• [SOURCE DOCUMENT]:
- - - - - - -
(Closed) does any body else face the ‘Too Young’ stigma

posted 6 years ago in 20 Something
Post # 3
Member
327 posts
Helper bee
  • Wedding: May 2013 - Canal St Inn

I’m 23, and I’m surprised that I haven’t been treated like I’m too young to get married, especially since my Fiance is about a decade older than me. The worst I got was a David’s Bridal assistant who kept wandering off leaving me with my Maid/Matron of Honor and friend because she thought I was too demanding. Otherwise I’ve just gotten a few vendors with attitude, more about my budget than anything else.

I’m really sorry that your going through this. As a consumer, if it were me, I’d say play the bride card. This is supposed to be your day, and you are paying them for their help. If they’re going to discriminate against you in such a way because of your age, then stand your ground, take your business elsewhere, and leave a polite critical review wherever you can, like Facebook, Yelp, AngiesList, etc. They wouldn’t talk to a bride who is 30 like that, they shouldn’t talk to you like that.

ETA: The average American engagement is 14-16 months. Mine is about a year away and I’m still working out a reception site. I think syou’re timing is fine, and they may be trying to talk you out of getting married. The only one who can know for sure are you and your Fiance.

Post # 4
Member
641 posts
Busy bee
  • Wedding: October 2012

Please don’t feel alone, or let others, who didn’t find themselves ready or mature enough to marry at your age, talk down to you. What is right for one, is not right for all. You can only live the way you know is best for you. I say this from experience. My fiance and I have been together since we were 15 (freshman in high school). From the beginning, we were just way ahead of our years. As funny as it may sound, by the age of 17, we had talked quite a bit about our futures individually and collaboratively, and just knew that we wanted to spend the rest of our lives together. We even spoke to our parents about getting engaged, and started looking at rings. We were both laughed at many times by jewelers, but the fact is, they were the joke. A year later, at the age of 18, we graduated high school, and moved to a new state, into a home of our own, to attend college. Less than a year later, on February 20, 2009, my fiance proposed. We were both 19, and ready to be married, in my honest opinion. We tried planning our wedding twice, but had to postpone plans each time, because our families were having financial difficulties. So, here we are, both 22, and finally getting ready to take the leap that has been over seven years in the making. By the time we get married, my fiance will be 23 (for a week), and I will be a week away from 23 (October 5th is FI’s birthday, our wedding is on the 12th, and my birthday is the 19th). In reality, we would’ve loved to have been married for a few years already, and sometimes it saddens us that we have had to wait so long, but neither here nor there, our love has grown, just as we have together and on our own. And, knowing that our hearts were right even at a young age, has given me the strength to overcome the negativity of others , past, present, and surely in the future.
- - - - - - -
• [MATERIAL PROVIDED]:
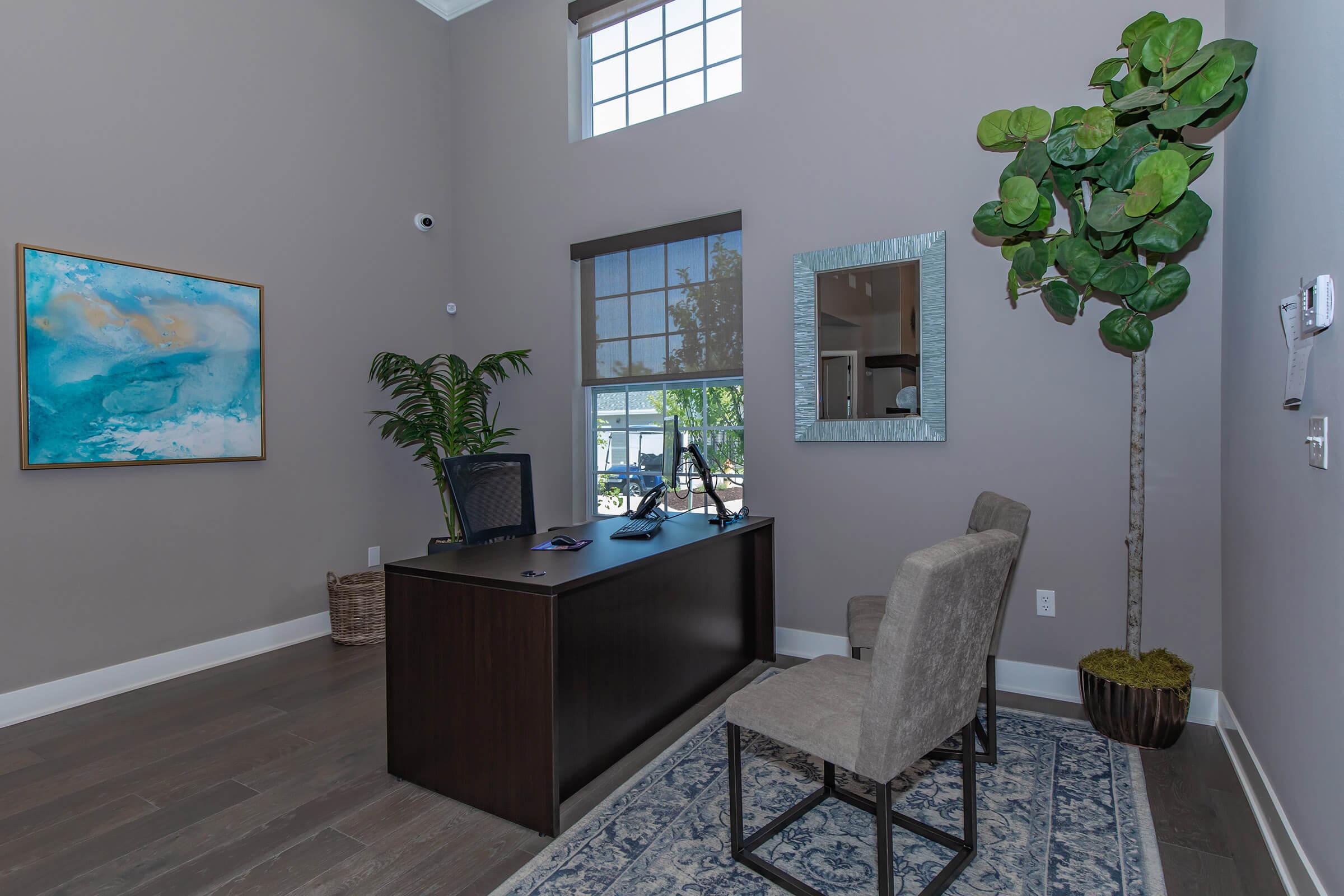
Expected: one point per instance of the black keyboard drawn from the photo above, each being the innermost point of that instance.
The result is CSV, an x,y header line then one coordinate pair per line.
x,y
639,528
- - - - - - -
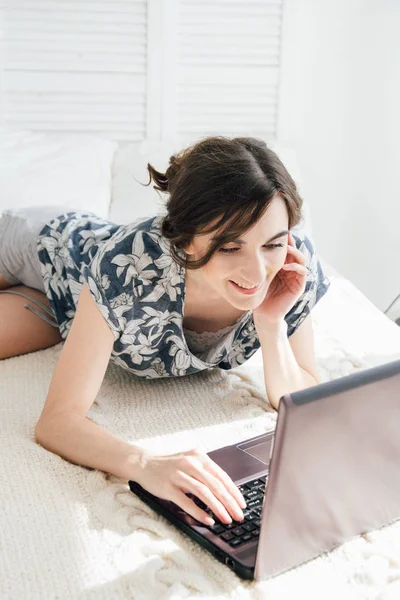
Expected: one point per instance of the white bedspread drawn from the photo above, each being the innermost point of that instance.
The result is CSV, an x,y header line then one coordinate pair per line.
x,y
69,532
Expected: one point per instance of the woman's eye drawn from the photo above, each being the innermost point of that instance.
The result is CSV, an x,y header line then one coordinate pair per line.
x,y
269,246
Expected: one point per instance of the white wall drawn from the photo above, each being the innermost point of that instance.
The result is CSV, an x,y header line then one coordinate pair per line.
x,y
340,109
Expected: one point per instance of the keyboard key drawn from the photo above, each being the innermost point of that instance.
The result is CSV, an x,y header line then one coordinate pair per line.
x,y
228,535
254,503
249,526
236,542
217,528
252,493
- - - - - - -
• [REQUIRED TASKS]:
#1 From the forum thread about marrying young, extract the passage between "I’m really sorry" and "and your Fiance.", inclusive.
#2 Write the next part of the forum thread about marrying young, starting after its final sentence.
None of the items are needed here.

• [ANSWERS FOR THE EXERCISE]:
#1
I’m really sorry that your going through this. As a consumer, if it were me, I’d say play the bride card. This is supposed to be your day, and you are paying them for their help. If they’re going to discriminate against you in such a way because of your age, then stand your ground, take your business elsewhere, and leave a polite critical review wherever you can, like Facebook, Yelp, AngiesList, etc. They wouldn’t talk to a bride who is 30 like that, they shouldn’t talk to you like that.

ETA: The average American engagement is 14-16 months. Mine is about a year away and I’m still working out a reception site. I think syou’re timing is fine, and they may be trying to talk you out of getting married. The only one who can know for sure are you and your Fiance.

#2
 

My advice is to do what is right for you and your fiance. Love has no age, and should not be confined to one that is deemed “reasonable” by society. The fact of the matter is that marriage is something that must be worked-at mutually, no matter how old or “wise” one is. It takes two very committed individuals to make it a success, and can fail whether you are 20, 30, 40, etc. if that commitment isn’t there. Nothing in life is guaranteed. We must all rise above the negativity when it is so undoubtedly misguided. Likewise, we must have the ability to accept our mistakes, and admit when we are wrong, and others are right.

 

I hope you do not become too discouraged by the nay-sayers, and I wish you all the best!

Post # 5
Member
972 posts
Busy bee
  • Wedding: November 2012

I’m 20 as well, and yes, I had people refuse to take me seriously. You just have to be persistent and find vendors that are kind and professional. It can be hard but don’t let them put a damper on your special day! 

Post # 6
Member
6 posts
Newbee

My SO and I are both 21, have been best friends since we were 13, and have been together for almost 4 years. We are both still in college which is the only thing holding us back from getting married, and getting engaged. We won’t be able to realistically afford a wedding for at least 3 more years. We are talking about getting engaged soon because his family lives on the opposite side of the country and we want plenty of time to plan in hopes that they will make travel arrangements to attend our wedding.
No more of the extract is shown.